═══ TEXT PASSAGE
Question

We will show how to estimate regression parameters using a simple linear modesl

\[y \sim ax + b\]

We can restate the linear model

\[y = ax + b + \epsilon\]

as sampling from a probability distribution

\[y \sim \mathcal{N}(ax + b, \sigma^2)\]

Now we can use pymc to estimate the paramters \(a\), \(b\) and \(\sigma\) (pymc2 uses precision \(\tau\) which is \(1/\sigma^2\) so we need to do a simple transformation). We will assume the following priors

\[\begin{split}a \sim \mathcal{N}(0, 100) \\ b \sim \mathcal{N}(0, 100) \\ \tau \sim \text{Gamma}(0.1, 0.1)\end{split}\]

Here we need a helper function to let PyMC know that the mean is a deterministic function of the parameters \(a\), \(b\) and \(x\). We can do this with a decorator, like so:

@pymc.deterministic
def mu(a=a, b=b, x=x):
    return a*x + b

# observed data
n = 21
a = 6
b = 2
sigma = 2
x = np.linspace(0, 1, n)
y_obs = a*x + b + np.random.normal(0, sigma, n)
data = pd.DataFrame(np.array([x, y_obs]).T, columns=['x', 'y'])

data.plot(x='x', y='y', kind='scatter', s=50);

# define priors
a = pymc.Normal('slope', mu=0, tau=1.0/10**2)
b = pymc.Normal('intercept', mu=0, tau=1.0/10**2)
tau = pymc.Gamma("tau", alpha=0.1, beta=0.1)
══════
- _GIVEN REQUEST 1_: Could you rewrite the paragraph beginning "Now we can use pymc" in the PyMC regression walkthrough in a shorter form that keeps its main facts?
- _GIVEN REQUEST 2_: Could you extend the PyMC regression walkthrough from the point where it stops?
═══ PROVIDED MATERIAL
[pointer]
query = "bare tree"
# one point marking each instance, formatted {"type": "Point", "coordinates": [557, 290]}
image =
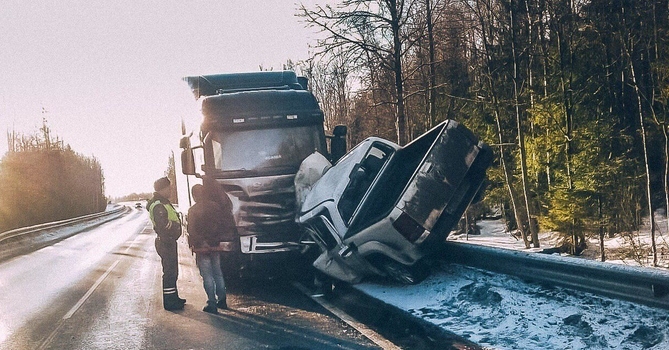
══════
- _EXPECTED ANSWER 1_: PyMC will estimate a, b and σ. Because pymc2 works with the precision τ = 1/σ², a simple transformation is needed. The following priors are assumed.

- _EXPECTED ANSWER 2_:
# define likelihood
@pymc.deterministic
def mu(a=a, b=b, x=x):
    return a*x + b

y = pymc.Normal('y', mu=mu, tau=tau, value=y_obs, observed=True)

# inference
m = pymc.Model([a, b, tau, x, y])
mc = pymc.MCMC(m)
mc.sample(iter=11000, burn=10000)

[-----------------100%-----------------] 11000 of 11000 complete in 6.1 sec

abar = a.stats()['mean']
bbar = b.stats()['mean']
data.plot(x='x', y='y', kind='scatter', s=50);
xp = np.array([x.min(), x.max()])
plt.plot(a.trace()*xp[:, None] + b.trace(), c='red', alpha=0.01)
plt.plot(xp, abar*xp + bbar, linewidth=2, c='red');

pymc.Matplot.plot(mc)

Plotting intercept
Plotting slope
Plotting tau

/Users/cliburn/anaconda/lib/python2.7/site-packages/numpy/core/fromnumeric.py:2507: VisibleDeprecationWarning: rank is deprecated; use the ndim attribute or function instead. To find the rank of a matrix see numpy.linalg.matrix_rank.
  VisibleDeprecationWarning)